*EXERCISE BRIEF*.
Write out exactly, please, the lines from the one containing "the green hedge" to the end of the material.
^^^^
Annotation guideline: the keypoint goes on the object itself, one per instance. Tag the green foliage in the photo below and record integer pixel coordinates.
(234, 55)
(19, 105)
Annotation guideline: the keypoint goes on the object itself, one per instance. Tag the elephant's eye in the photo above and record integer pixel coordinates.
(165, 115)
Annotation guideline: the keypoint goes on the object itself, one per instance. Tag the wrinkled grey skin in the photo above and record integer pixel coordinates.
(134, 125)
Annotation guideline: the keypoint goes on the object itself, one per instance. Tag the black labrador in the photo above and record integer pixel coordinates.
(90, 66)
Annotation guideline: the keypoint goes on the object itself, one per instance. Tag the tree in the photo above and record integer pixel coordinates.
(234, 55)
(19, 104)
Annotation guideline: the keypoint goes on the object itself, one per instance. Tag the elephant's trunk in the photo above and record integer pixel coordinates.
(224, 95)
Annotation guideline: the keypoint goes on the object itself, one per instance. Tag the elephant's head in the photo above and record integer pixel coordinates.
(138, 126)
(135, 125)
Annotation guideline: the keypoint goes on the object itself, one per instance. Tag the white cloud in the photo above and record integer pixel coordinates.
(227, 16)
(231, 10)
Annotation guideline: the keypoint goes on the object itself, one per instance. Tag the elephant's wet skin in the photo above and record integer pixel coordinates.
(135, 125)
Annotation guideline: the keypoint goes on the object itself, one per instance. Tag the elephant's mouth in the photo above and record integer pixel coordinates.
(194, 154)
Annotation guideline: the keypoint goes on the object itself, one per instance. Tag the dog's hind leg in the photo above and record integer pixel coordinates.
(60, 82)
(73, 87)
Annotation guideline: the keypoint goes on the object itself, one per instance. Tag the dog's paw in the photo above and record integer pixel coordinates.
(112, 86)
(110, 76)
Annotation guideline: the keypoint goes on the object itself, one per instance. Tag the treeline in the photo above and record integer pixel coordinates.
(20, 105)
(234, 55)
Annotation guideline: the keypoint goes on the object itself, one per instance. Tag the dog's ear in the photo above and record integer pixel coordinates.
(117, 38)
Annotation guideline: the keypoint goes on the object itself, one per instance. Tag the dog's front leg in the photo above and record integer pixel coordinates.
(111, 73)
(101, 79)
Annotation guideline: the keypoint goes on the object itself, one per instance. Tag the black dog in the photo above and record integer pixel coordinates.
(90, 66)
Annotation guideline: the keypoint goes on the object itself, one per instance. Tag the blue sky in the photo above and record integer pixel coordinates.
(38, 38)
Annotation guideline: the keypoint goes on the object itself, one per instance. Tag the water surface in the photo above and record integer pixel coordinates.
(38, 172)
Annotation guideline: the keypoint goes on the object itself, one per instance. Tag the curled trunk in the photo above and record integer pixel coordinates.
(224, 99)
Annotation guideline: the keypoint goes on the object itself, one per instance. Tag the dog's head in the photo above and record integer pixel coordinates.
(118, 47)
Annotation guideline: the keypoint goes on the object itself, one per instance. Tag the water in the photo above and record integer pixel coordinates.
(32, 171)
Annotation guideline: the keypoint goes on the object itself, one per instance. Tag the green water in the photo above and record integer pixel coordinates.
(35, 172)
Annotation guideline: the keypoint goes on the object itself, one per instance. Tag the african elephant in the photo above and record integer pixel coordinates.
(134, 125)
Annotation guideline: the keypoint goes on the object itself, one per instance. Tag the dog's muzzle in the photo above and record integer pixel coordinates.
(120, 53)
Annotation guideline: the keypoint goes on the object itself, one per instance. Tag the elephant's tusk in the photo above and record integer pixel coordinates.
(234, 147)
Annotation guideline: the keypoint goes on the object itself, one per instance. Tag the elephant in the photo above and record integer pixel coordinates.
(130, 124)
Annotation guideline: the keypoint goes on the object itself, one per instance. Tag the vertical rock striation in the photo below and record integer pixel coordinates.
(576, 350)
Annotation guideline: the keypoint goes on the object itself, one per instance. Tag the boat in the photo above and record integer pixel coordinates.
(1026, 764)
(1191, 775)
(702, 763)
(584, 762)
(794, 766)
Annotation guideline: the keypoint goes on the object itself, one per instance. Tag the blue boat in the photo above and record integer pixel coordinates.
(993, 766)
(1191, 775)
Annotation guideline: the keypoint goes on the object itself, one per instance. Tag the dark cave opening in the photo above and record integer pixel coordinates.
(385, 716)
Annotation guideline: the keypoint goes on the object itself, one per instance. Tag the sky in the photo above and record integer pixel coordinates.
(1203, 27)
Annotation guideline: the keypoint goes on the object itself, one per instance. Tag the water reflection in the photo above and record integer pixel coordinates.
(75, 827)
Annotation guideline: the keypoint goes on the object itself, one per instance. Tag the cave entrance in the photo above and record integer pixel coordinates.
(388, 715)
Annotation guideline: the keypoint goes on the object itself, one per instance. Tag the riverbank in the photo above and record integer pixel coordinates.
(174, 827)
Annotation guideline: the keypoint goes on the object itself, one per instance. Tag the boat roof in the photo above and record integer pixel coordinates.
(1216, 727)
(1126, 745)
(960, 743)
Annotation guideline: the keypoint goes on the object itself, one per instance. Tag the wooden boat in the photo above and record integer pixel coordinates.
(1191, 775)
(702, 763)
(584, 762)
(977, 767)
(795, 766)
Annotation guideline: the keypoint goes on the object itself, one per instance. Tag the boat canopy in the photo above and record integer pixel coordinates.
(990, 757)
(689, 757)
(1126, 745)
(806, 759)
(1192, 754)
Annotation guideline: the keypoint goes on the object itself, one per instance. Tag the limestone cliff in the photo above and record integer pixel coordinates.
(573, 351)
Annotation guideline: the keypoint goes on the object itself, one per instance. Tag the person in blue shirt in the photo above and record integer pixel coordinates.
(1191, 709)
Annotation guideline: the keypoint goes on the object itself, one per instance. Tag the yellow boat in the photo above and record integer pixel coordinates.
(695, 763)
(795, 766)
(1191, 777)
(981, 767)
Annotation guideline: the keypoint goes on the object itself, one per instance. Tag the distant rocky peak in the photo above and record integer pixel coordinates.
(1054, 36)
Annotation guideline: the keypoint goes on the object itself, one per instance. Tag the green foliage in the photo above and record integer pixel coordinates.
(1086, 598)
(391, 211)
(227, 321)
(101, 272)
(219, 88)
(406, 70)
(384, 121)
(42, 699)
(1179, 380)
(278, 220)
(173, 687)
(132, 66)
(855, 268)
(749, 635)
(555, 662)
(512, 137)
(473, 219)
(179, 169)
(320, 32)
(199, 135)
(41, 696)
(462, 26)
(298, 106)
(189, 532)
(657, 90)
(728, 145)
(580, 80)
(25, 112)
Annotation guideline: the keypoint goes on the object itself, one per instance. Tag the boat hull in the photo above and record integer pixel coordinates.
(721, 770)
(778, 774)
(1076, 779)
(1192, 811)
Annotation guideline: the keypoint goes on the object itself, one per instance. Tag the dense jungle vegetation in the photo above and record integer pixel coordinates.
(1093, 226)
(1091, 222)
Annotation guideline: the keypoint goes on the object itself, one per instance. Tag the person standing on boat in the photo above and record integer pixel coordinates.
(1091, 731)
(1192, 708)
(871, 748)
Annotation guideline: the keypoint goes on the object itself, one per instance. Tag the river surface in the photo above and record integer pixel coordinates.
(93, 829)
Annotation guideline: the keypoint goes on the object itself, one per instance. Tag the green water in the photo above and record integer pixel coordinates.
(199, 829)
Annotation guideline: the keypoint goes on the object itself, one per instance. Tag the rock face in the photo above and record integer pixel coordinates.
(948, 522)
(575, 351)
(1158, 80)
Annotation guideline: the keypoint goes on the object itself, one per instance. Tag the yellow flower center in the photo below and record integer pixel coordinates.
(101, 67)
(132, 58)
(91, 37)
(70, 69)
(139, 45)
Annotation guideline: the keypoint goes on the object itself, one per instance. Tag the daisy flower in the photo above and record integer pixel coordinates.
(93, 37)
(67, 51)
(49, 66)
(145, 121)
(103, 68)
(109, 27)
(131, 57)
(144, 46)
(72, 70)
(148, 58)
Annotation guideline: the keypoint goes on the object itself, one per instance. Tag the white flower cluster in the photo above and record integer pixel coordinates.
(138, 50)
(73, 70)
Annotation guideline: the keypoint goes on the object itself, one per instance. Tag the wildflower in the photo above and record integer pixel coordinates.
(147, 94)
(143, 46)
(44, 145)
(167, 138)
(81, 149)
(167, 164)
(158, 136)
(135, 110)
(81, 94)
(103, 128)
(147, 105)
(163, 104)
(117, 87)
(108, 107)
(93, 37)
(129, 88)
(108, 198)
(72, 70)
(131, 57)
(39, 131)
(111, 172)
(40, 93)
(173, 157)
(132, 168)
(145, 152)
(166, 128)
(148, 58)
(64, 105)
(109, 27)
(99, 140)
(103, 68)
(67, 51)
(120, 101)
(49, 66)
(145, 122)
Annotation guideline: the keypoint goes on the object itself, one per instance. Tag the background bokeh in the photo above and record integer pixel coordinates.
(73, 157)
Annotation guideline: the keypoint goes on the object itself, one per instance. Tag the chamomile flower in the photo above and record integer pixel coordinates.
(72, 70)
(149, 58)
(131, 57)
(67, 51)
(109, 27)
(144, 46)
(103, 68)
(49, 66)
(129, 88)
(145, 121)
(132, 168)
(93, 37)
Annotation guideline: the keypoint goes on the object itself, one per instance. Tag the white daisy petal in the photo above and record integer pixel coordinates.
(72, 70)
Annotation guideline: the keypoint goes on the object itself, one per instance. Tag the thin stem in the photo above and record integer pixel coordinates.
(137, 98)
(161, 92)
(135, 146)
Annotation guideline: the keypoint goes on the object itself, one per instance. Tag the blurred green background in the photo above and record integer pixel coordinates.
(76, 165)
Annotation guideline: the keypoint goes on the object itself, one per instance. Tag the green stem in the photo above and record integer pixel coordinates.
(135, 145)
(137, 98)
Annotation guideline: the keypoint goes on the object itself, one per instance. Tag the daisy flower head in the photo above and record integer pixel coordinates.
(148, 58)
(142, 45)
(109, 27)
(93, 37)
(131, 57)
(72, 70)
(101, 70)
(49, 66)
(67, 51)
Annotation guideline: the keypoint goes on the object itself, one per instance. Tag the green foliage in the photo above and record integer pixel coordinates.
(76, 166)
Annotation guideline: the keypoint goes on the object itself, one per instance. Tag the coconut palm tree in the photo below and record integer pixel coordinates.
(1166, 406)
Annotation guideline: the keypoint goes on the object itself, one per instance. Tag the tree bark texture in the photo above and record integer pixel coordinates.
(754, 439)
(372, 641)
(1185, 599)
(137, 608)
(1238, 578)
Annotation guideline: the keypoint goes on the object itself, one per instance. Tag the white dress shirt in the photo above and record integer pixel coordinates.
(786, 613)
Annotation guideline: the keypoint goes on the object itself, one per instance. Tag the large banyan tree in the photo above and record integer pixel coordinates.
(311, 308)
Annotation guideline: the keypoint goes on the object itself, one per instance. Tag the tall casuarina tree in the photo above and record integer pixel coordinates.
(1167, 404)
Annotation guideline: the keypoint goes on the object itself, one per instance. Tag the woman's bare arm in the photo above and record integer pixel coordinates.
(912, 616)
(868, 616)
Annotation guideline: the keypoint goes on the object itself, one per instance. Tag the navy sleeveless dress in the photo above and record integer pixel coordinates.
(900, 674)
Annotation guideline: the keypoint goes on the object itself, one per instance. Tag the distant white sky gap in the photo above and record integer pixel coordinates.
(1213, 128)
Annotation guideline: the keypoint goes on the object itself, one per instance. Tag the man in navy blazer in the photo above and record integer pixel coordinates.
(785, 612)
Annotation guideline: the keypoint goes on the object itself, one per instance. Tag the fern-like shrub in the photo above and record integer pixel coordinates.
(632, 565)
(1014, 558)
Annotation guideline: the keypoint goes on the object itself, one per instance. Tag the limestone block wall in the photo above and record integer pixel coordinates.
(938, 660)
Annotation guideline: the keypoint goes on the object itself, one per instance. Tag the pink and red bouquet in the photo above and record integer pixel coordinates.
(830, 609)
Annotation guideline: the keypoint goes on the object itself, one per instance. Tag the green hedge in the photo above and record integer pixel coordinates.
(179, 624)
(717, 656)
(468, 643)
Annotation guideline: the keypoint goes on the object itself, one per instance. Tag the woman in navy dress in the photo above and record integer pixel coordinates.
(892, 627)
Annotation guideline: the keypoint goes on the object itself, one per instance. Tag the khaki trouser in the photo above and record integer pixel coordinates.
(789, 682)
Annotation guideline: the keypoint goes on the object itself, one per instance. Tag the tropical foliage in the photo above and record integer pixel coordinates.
^^^^
*RESULT FOR THIS TASK*.
Annotation guideline: the keypoint goes on the object itself, one per instance. Tag the green hedge in the photo above and record integer pixel coordinates.
(179, 624)
(717, 656)
(468, 643)
Annotation guideline: the keypoint goes on the object itself, one per instance. Tag the woman in navy dress in the photo above and record integer pixel coordinates.
(892, 627)
Annotation guideline: the keypoint goes on the object itself, one per instance. Tag the khaki trouser in the photo above and record integer pixel coordinates.
(789, 682)
Annotation guideline: the keypoint goes on the object itself, one per instance. Tag the tropical foliage in the photo above and record integer pixel coordinates.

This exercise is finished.